Print the data verbatim from the line with "Find the white" up to and including the line with "M 969 282 L".

» INPUT
--- --- ---

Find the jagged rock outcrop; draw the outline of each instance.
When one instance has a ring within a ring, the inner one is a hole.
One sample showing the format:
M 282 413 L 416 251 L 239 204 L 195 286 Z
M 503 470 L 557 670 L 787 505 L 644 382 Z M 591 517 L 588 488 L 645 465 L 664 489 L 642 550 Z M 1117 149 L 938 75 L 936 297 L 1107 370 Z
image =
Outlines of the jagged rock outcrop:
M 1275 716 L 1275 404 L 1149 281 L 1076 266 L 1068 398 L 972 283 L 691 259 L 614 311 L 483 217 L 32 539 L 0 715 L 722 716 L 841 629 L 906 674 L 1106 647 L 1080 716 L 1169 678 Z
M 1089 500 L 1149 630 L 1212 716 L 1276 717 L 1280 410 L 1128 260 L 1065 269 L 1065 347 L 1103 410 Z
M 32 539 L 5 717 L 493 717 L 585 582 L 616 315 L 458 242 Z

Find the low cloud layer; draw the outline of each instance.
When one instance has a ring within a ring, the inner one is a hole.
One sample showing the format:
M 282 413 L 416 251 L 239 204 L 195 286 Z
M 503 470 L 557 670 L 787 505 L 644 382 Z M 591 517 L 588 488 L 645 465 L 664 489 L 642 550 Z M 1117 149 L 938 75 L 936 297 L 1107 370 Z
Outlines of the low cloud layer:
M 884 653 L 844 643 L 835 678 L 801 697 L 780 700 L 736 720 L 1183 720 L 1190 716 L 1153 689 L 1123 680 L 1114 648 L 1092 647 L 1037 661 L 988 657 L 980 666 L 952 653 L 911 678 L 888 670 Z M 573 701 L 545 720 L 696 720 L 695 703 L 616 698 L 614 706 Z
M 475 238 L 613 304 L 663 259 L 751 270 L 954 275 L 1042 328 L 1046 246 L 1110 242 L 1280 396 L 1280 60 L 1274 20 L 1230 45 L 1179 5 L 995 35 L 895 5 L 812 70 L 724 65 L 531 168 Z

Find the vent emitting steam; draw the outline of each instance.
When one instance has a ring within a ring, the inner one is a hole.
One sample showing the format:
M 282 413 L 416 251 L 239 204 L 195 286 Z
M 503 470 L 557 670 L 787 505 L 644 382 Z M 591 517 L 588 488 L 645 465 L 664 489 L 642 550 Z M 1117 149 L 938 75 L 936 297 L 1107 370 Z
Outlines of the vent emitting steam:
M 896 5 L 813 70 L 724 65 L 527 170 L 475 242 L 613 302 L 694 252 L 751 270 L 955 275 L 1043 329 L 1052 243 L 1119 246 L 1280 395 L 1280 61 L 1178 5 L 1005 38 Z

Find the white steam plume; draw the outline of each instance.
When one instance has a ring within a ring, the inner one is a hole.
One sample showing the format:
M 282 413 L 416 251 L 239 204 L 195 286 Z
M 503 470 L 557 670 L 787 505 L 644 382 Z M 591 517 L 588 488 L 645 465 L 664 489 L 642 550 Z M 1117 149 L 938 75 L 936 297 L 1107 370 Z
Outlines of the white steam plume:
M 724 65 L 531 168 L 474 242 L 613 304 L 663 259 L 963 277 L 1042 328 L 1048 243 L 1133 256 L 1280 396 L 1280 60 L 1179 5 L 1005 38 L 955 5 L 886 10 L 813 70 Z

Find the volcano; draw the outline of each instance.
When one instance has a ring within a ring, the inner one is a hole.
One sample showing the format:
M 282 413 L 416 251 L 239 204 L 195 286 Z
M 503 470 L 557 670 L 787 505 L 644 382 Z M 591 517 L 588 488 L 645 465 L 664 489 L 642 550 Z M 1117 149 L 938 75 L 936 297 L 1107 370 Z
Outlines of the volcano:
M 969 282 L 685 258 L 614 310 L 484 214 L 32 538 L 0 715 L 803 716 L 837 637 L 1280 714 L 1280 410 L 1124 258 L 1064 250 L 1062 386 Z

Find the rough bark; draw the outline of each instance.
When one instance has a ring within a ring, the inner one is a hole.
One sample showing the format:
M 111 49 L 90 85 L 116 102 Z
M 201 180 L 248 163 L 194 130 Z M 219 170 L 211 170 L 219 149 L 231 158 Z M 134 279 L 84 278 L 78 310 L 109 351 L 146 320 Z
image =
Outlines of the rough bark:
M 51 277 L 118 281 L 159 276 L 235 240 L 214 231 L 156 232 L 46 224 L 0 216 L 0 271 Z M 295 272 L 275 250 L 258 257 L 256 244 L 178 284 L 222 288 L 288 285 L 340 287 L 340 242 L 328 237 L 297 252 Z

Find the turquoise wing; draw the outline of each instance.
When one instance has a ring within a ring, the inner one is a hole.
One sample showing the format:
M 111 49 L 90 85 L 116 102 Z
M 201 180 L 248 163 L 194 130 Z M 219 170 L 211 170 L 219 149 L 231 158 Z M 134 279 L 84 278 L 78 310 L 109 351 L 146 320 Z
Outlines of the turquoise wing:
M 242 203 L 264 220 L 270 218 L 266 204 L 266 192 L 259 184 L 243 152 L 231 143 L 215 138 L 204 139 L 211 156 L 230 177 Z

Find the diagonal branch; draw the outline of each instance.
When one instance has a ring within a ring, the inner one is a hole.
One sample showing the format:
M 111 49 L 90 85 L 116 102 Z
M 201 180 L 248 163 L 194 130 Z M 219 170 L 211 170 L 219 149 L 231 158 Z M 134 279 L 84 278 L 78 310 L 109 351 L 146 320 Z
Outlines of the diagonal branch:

--- --- ---

» EXPECTED OUTPUT
Find the white steam plume; draw the outline of each instance.
When one instance has a ring within a ring, the inner one is a hole.
One sample showing the format:
M 282 413 L 416 251 L 239 204 L 195 286 Z
M 503 470 L 557 670 L 787 505 L 644 382 Z M 591 517 L 588 488 L 645 465 L 664 489 L 642 550 Z M 1117 149 L 938 75 L 936 297 L 1107 370 Z
Outlines of the white steam plume:
M 724 65 L 531 168 L 474 242 L 613 304 L 663 259 L 963 277 L 1042 328 L 1048 243 L 1133 256 L 1280 396 L 1280 60 L 1179 5 L 1005 38 L 955 5 L 886 10 L 813 70 Z

Find the volcano; draw the outline of each instance.
When one instance has a ring within a ring, the inner one is a hole.
One sample showing the format:
M 282 413 L 416 251 L 239 204 L 195 286 Z
M 503 470 L 557 670 L 787 505 L 644 382 Z M 591 517 L 588 488 L 645 465 L 664 489 L 642 550 Z M 1117 149 L 938 75 L 936 297 L 1107 370 Z
Outlines of the volcano:
M 969 282 L 685 258 L 614 310 L 484 214 L 32 538 L 0 715 L 803 716 L 837 637 L 1280 714 L 1280 410 L 1124 258 L 1064 250 L 1062 386 Z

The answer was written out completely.